#### Work task:
Count only the lines of the records that hold "microphone", then give the number without any other words.

#### Exercise input:

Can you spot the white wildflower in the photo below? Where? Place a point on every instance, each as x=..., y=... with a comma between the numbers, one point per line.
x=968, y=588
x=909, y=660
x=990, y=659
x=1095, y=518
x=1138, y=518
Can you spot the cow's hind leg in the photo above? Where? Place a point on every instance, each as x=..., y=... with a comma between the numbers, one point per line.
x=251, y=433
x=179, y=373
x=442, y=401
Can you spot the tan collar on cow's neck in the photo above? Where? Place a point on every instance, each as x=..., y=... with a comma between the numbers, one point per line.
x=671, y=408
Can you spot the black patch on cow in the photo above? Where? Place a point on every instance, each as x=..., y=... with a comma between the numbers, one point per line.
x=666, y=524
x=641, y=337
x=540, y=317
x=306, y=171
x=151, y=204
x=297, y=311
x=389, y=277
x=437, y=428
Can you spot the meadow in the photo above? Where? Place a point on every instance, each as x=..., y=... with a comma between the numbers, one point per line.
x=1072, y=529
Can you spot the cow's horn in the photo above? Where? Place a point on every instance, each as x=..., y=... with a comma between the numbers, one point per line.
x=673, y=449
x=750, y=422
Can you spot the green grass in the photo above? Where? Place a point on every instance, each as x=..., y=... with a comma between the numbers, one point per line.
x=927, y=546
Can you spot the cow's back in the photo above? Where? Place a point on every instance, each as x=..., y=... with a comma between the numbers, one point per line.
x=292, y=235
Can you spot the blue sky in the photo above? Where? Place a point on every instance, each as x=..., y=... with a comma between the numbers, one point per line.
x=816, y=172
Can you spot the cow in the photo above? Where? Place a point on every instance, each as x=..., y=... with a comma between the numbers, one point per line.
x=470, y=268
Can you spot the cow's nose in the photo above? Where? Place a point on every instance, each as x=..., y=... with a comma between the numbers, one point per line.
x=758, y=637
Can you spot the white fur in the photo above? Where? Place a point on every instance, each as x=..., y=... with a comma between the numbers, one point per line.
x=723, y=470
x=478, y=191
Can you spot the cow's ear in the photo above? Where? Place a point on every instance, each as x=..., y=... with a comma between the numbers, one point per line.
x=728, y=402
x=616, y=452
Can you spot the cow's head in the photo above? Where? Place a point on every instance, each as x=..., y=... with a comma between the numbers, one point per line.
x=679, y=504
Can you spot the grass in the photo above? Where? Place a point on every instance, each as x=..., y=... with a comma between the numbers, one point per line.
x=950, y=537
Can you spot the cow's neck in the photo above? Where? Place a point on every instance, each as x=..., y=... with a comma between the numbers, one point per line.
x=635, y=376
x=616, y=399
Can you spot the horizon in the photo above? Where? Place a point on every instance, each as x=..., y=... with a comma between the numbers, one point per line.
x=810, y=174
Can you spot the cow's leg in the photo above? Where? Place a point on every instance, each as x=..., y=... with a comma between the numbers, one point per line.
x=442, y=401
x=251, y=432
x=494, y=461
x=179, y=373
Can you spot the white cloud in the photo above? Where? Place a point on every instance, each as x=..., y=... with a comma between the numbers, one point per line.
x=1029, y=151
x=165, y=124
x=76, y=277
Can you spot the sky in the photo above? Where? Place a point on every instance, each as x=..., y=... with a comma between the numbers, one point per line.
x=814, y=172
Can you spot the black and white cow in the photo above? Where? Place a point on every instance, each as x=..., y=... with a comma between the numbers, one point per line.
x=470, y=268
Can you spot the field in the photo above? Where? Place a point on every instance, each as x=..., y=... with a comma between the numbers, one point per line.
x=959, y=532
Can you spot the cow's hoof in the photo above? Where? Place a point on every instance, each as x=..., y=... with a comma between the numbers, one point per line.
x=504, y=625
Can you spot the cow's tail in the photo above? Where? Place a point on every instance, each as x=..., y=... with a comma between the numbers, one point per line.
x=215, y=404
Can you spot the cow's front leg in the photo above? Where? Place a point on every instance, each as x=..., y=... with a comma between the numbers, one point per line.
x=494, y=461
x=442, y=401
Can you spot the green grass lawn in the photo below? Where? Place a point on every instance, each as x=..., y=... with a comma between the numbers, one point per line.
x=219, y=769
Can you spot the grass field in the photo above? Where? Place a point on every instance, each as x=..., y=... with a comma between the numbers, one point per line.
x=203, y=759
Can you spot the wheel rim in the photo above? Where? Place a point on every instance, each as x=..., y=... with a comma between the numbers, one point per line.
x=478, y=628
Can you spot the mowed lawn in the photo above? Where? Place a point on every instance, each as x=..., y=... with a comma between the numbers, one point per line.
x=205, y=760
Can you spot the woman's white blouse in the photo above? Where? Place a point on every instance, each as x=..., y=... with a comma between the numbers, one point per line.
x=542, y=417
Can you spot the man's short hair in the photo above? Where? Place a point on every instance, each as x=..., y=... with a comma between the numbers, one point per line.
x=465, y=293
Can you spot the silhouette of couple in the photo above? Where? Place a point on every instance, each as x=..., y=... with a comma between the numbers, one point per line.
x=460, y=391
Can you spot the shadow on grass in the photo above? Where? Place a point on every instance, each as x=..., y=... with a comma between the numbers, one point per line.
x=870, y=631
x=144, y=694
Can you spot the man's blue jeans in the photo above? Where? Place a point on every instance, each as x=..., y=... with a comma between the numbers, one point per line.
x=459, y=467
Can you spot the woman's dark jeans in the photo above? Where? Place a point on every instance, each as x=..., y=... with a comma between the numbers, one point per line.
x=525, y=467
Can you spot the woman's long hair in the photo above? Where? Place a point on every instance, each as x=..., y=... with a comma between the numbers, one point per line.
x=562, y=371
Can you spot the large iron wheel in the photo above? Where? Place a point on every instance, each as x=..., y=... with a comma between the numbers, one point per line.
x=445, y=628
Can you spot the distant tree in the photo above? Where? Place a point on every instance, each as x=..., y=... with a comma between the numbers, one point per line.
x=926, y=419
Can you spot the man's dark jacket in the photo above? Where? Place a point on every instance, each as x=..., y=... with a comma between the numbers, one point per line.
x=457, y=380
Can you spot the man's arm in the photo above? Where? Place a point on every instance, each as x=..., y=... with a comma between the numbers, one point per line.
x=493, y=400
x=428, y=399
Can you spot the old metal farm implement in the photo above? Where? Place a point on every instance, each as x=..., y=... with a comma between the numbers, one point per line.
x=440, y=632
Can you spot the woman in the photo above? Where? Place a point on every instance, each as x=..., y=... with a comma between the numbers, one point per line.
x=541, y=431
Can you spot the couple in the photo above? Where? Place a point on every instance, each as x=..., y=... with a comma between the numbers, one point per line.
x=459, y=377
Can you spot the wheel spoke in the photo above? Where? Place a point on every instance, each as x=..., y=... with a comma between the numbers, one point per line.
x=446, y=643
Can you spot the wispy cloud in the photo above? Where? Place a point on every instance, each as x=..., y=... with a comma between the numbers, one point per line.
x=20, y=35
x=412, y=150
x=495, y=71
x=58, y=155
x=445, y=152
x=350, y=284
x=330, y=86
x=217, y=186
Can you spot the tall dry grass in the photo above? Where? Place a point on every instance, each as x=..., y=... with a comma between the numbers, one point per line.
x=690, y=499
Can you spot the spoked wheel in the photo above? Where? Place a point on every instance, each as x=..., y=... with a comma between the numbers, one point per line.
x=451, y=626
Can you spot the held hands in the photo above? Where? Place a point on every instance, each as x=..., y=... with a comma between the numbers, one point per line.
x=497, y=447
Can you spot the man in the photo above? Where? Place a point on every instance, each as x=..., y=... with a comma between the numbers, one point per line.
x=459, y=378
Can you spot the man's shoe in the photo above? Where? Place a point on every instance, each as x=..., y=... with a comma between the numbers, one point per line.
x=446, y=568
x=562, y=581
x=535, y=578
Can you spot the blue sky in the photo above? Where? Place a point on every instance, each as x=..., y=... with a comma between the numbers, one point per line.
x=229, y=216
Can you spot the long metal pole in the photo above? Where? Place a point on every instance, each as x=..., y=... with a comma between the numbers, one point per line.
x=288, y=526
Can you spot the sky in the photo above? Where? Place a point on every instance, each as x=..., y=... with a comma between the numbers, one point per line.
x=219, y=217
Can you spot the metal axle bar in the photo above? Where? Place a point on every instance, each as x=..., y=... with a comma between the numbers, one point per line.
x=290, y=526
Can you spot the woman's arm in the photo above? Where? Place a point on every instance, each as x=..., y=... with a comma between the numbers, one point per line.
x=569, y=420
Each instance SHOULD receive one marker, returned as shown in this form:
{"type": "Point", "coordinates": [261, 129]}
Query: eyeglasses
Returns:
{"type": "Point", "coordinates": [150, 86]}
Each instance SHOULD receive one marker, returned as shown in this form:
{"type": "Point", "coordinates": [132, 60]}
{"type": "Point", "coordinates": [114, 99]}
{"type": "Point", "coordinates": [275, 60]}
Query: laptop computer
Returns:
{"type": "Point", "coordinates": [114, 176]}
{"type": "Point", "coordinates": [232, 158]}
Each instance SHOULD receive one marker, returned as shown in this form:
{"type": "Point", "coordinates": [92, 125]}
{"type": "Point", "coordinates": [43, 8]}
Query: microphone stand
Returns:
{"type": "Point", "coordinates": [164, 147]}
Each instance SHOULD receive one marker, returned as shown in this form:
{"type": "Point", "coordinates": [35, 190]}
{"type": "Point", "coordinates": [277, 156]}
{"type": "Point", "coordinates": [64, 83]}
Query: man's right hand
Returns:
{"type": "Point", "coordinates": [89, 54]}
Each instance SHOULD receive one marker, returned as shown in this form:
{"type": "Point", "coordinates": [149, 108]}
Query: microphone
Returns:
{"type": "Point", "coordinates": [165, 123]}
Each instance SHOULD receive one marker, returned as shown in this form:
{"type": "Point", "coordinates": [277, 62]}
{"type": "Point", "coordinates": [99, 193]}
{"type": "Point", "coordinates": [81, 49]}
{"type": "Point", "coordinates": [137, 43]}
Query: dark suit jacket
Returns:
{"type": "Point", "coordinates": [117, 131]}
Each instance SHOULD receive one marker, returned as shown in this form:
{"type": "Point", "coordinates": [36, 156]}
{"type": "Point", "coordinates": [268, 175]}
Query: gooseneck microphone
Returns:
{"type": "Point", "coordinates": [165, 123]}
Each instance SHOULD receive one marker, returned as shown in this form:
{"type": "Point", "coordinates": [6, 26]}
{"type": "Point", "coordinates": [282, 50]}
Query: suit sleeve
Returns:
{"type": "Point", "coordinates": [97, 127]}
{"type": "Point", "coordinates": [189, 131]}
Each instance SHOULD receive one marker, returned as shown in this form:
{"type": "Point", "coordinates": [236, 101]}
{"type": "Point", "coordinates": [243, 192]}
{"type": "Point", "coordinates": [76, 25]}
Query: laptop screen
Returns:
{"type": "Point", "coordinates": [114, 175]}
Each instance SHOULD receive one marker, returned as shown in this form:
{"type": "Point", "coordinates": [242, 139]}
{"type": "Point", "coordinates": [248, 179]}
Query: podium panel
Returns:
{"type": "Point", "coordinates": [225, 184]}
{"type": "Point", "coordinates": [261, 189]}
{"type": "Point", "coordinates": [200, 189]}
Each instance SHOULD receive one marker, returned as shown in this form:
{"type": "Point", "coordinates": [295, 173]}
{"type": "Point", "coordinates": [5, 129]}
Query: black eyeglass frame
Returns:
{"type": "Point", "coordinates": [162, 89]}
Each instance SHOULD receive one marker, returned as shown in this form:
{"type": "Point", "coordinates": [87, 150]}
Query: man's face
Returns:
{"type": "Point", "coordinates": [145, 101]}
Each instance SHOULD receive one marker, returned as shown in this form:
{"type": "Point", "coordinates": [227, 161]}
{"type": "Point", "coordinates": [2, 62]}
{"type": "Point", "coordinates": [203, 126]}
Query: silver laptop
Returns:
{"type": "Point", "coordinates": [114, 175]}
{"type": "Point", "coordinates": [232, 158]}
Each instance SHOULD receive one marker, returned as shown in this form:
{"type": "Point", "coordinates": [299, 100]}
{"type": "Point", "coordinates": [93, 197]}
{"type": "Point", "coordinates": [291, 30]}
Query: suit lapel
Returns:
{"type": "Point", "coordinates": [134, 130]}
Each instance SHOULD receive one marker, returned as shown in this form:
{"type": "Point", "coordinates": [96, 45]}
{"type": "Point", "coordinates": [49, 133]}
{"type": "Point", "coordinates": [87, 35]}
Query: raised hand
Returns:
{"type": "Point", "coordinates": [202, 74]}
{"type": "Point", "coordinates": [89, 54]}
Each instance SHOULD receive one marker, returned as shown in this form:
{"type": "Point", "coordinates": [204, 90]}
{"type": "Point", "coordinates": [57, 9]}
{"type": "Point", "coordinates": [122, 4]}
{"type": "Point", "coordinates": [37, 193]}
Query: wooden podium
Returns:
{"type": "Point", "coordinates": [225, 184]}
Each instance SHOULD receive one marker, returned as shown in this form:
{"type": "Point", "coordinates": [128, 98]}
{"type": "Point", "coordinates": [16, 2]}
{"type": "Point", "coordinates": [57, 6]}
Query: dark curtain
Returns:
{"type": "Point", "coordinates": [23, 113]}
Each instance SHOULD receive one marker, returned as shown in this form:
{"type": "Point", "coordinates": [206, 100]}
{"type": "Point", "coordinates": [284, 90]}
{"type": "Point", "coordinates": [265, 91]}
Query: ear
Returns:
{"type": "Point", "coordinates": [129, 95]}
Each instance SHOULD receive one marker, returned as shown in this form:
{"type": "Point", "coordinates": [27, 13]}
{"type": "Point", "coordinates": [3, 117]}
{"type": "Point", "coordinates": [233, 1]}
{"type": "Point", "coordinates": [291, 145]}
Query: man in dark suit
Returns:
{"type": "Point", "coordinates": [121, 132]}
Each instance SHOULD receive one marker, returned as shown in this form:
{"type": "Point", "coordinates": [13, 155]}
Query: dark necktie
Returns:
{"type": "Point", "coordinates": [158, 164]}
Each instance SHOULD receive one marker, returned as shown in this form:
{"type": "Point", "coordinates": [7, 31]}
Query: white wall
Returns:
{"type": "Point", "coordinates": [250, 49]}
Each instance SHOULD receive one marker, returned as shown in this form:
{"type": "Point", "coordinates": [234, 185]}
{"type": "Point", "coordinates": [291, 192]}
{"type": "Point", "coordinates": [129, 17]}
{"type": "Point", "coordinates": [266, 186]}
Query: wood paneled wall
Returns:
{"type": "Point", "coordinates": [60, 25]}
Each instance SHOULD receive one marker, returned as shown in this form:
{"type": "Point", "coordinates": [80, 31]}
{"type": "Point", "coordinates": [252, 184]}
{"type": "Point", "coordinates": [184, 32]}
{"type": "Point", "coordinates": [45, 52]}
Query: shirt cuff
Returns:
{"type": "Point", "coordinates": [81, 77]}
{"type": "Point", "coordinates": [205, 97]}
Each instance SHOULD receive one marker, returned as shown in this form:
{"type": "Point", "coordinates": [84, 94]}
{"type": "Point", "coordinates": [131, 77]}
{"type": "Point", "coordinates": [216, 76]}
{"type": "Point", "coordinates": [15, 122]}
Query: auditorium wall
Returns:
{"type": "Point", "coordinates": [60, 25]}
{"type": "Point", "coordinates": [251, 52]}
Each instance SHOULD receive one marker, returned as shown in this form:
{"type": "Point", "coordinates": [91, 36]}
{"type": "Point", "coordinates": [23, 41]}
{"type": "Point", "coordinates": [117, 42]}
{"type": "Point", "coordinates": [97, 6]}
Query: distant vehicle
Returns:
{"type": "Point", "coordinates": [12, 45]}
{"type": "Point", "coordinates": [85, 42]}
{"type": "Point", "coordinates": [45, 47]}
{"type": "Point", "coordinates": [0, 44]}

#### Task solution:
3